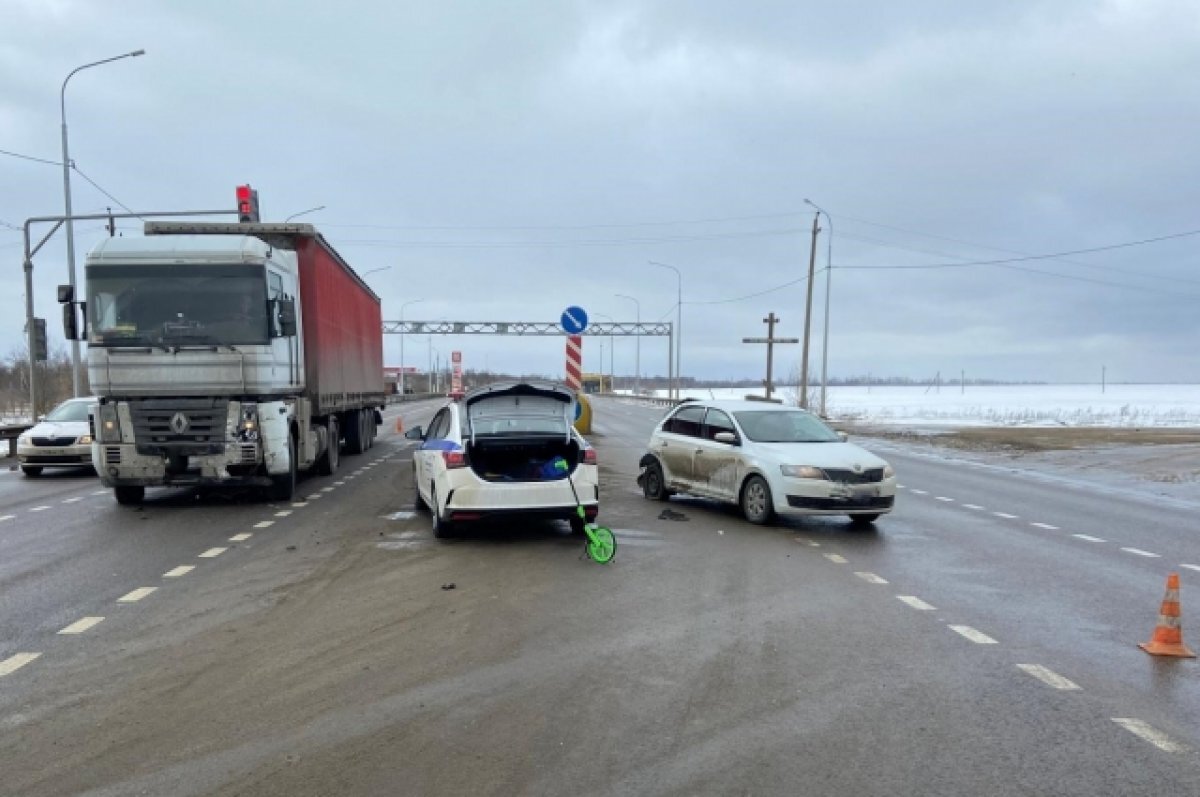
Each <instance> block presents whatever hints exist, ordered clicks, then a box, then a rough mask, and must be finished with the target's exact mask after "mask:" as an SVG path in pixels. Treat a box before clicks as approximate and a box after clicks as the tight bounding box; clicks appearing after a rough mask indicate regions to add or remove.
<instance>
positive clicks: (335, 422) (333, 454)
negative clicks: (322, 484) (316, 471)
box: [317, 415, 342, 477]
mask: <svg viewBox="0 0 1200 797" xmlns="http://www.w3.org/2000/svg"><path fill="white" fill-rule="evenodd" d="M325 429H326V430H329V435H328V437H329V439H328V445H325V453H324V454H323V455H322V457H320V460H319V461H318V462H317V473H319V474H320V475H323V477H331V475H334V474H335V473H336V472H337V461H338V449H340V448H341V442H342V438H341V436H340V433H338V430H337V415H330V417H329V420H328V421H326V423H325Z"/></svg>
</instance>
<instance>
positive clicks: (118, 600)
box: [116, 587, 158, 604]
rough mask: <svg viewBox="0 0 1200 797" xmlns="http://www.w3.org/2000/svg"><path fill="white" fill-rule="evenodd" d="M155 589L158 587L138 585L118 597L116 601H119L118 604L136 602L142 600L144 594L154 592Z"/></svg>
mask: <svg viewBox="0 0 1200 797" xmlns="http://www.w3.org/2000/svg"><path fill="white" fill-rule="evenodd" d="M157 589H158V587H138V588H137V589H134V591H133V592H131V593H127V594H124V595H121V597H120V598H118V599H116V603H119V604H136V603H138V601H139V600H142V599H143V598H145V597H146V595H149V594H150V593H151V592H156V591H157Z"/></svg>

**Problem to solve**
Copy all of the material above with every "positive clicks" replaced by "foreground clicks" and nothing else changed. Leave out the pictures.

**Answer section**
Each <instance> block presents whatever hints exist, ordered clicks, then a box, then a rough mask, and must be finished with the target's exact mask after "mask:" as an SVG path in pixels. Treat a box before clicks as approximate and a box after clicks as the tight bounding box; clicks appearing after a rough mask indicate regions to add or remove.
<instance>
foreground clicks: (335, 422) (333, 454)
negative clicks: (322, 484) (316, 471)
box: [317, 415, 342, 477]
mask: <svg viewBox="0 0 1200 797" xmlns="http://www.w3.org/2000/svg"><path fill="white" fill-rule="evenodd" d="M325 429H326V430H329V435H328V437H329V439H328V445H325V453H324V454H323V455H322V457H320V460H319V461H318V462H317V473H319V474H320V475H323V477H331V475H334V474H335V473H336V472H337V461H338V449H340V448H341V442H342V438H341V436H340V433H338V430H337V415H330V417H329V420H328V421H326V423H325Z"/></svg>
</instance>
<instance>
foreground clicks: (118, 600)
box: [116, 587, 158, 604]
rough mask: <svg viewBox="0 0 1200 797" xmlns="http://www.w3.org/2000/svg"><path fill="white" fill-rule="evenodd" d="M155 589L158 587L138 585L118 597L116 601H119L118 604L136 602L142 600L144 594L154 592Z"/></svg>
mask: <svg viewBox="0 0 1200 797" xmlns="http://www.w3.org/2000/svg"><path fill="white" fill-rule="evenodd" d="M157 589H158V587H138V588H137V589H134V591H133V592H131V593H127V594H124V595H121V597H120V598H118V599H116V603H119V604H136V603H138V601H139V600H142V599H143V598H145V597H146V595H149V594H150V593H151V592H156V591H157Z"/></svg>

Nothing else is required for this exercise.